### Prompt
Lines before the one containing "wall with a single marker." are to be left out; that line and every line after it, through the last line below, are to be reproduced exactly.

### Data section
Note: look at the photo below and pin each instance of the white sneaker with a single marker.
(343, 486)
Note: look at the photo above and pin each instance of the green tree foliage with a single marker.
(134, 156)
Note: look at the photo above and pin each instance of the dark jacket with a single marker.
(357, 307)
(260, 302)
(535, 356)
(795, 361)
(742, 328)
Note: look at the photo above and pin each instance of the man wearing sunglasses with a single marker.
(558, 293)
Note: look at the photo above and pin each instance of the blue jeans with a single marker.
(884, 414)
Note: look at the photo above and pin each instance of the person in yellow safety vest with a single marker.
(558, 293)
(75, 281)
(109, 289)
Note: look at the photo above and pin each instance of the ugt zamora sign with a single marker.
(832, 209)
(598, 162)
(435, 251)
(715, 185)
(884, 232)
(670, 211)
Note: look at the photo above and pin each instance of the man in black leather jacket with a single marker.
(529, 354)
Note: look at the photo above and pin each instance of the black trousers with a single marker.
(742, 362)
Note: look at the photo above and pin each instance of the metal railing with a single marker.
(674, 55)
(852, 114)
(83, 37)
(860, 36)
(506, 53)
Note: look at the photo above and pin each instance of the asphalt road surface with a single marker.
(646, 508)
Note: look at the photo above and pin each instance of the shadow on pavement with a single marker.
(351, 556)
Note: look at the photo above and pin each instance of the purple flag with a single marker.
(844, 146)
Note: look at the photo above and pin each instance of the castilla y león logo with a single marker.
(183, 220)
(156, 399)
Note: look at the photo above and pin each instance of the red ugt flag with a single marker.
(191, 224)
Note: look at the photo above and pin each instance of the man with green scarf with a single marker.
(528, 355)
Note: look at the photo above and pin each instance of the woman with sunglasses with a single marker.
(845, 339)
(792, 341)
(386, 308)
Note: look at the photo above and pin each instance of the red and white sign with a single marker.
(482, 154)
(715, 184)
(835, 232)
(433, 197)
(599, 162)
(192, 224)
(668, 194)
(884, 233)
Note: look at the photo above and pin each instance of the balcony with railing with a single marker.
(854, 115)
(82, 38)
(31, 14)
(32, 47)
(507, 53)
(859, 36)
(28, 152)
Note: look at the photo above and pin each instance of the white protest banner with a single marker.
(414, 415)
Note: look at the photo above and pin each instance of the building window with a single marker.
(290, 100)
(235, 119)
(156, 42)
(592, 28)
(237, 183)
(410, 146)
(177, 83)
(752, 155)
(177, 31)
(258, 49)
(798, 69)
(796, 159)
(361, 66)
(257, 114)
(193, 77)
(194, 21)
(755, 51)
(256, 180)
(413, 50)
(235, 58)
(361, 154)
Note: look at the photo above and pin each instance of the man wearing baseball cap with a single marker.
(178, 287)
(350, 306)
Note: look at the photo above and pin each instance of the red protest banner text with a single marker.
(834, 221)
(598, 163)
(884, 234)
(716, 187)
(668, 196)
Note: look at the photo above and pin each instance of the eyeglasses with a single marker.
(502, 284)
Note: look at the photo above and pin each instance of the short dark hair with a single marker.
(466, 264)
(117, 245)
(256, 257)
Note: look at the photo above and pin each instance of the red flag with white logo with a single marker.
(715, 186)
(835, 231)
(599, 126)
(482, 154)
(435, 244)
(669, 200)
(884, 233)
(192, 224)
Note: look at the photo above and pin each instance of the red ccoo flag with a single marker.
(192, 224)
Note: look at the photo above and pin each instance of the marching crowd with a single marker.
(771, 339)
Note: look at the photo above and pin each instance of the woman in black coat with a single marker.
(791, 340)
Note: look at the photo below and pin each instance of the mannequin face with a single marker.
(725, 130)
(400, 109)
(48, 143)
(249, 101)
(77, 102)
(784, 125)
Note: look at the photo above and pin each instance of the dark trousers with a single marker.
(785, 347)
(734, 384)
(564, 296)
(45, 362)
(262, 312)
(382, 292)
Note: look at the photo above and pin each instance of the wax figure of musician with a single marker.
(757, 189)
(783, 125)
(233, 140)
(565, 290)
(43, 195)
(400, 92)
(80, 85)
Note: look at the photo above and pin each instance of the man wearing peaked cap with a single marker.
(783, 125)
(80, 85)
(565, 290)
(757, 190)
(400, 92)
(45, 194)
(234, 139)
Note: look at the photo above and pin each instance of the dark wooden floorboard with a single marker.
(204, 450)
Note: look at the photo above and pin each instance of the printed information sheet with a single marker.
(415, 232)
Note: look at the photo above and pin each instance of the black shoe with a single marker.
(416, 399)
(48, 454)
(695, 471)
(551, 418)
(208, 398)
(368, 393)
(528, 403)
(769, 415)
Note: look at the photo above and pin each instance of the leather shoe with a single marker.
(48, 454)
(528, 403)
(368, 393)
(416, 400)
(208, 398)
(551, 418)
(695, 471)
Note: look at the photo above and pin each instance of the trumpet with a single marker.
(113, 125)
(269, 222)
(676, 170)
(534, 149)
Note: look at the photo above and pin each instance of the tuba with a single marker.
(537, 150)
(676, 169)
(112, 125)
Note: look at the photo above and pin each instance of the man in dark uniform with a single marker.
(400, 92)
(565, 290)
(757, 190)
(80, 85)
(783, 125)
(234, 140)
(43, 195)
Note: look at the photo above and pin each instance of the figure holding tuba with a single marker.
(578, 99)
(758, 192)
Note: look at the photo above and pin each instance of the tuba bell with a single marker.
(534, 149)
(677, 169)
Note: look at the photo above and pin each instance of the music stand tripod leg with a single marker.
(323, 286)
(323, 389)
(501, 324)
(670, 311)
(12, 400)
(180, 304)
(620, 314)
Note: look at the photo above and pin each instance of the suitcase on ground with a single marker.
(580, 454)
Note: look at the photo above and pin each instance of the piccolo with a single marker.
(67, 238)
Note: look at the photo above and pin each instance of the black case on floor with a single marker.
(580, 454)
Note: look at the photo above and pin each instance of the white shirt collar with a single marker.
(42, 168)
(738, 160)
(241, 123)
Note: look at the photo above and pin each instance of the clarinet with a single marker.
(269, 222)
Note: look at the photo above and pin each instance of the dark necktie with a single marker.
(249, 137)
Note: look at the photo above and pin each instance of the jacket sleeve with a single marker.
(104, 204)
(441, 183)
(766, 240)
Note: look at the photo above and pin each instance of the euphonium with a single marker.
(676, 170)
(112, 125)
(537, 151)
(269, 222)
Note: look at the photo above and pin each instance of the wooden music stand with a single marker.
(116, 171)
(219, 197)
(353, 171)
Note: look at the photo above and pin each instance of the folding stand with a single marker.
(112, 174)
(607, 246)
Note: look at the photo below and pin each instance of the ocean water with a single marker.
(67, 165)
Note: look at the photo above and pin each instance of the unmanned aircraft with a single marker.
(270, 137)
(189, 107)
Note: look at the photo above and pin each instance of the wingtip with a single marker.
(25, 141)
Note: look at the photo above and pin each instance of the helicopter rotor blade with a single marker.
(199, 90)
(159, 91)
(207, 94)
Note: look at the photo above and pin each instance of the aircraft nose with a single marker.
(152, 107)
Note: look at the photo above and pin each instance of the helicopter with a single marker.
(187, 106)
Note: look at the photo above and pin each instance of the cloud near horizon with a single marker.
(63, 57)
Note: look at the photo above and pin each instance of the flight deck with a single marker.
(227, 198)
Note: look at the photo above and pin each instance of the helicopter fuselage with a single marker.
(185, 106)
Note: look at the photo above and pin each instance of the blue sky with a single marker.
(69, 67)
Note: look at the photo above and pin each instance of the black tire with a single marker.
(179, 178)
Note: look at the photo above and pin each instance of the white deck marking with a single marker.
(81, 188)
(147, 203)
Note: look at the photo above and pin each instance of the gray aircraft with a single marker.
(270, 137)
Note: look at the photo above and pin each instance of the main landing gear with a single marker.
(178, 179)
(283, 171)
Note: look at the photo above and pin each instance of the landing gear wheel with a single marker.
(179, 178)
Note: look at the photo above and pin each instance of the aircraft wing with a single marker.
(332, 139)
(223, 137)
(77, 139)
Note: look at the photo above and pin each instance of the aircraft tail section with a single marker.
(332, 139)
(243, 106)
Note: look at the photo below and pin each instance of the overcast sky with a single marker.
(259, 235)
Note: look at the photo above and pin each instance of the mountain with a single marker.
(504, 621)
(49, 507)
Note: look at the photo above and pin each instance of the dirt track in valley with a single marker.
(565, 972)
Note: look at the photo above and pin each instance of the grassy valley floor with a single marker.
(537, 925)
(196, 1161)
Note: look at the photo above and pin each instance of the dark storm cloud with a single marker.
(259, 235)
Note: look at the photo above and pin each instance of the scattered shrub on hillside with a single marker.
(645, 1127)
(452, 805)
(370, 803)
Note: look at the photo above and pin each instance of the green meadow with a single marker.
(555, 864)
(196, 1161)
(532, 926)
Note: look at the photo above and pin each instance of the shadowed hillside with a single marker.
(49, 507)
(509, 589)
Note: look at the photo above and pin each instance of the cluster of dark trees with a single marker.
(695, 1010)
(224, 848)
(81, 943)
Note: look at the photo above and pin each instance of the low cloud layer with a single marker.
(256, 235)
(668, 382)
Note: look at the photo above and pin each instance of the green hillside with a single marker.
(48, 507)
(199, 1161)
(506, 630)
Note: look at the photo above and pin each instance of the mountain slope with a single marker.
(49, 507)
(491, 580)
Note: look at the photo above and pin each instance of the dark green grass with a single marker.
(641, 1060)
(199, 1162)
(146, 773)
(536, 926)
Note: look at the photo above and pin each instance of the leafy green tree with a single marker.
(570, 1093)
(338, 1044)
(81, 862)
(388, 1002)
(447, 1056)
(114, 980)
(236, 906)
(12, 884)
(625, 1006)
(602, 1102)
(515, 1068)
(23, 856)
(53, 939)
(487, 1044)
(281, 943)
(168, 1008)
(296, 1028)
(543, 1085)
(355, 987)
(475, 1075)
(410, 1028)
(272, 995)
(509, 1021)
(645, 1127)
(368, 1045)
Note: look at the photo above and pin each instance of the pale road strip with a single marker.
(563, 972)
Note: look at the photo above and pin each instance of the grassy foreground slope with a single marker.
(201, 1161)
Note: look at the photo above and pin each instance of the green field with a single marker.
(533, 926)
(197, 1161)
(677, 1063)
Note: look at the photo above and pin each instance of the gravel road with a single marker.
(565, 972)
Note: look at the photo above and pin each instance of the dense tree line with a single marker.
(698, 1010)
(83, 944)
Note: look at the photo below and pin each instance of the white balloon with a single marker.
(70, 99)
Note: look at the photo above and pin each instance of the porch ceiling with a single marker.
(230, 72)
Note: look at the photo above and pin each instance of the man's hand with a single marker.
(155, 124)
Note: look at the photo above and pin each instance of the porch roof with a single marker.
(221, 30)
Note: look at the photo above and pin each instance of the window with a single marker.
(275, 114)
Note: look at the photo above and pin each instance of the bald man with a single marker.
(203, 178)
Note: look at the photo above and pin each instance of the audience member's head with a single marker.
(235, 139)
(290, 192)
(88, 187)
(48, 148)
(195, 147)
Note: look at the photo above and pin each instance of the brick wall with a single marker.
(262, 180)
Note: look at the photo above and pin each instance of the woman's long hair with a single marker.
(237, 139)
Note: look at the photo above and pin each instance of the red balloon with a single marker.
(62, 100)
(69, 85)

### Output
Note: look at the photo above and pin each instance of the brick wall with a single marker.
(262, 180)
Note: look at the photo above and pin each instance of the woman's long hair with a single marker.
(237, 139)
Note: look at the photo above and pin each instance of the red balloon with a single marker.
(62, 100)
(69, 85)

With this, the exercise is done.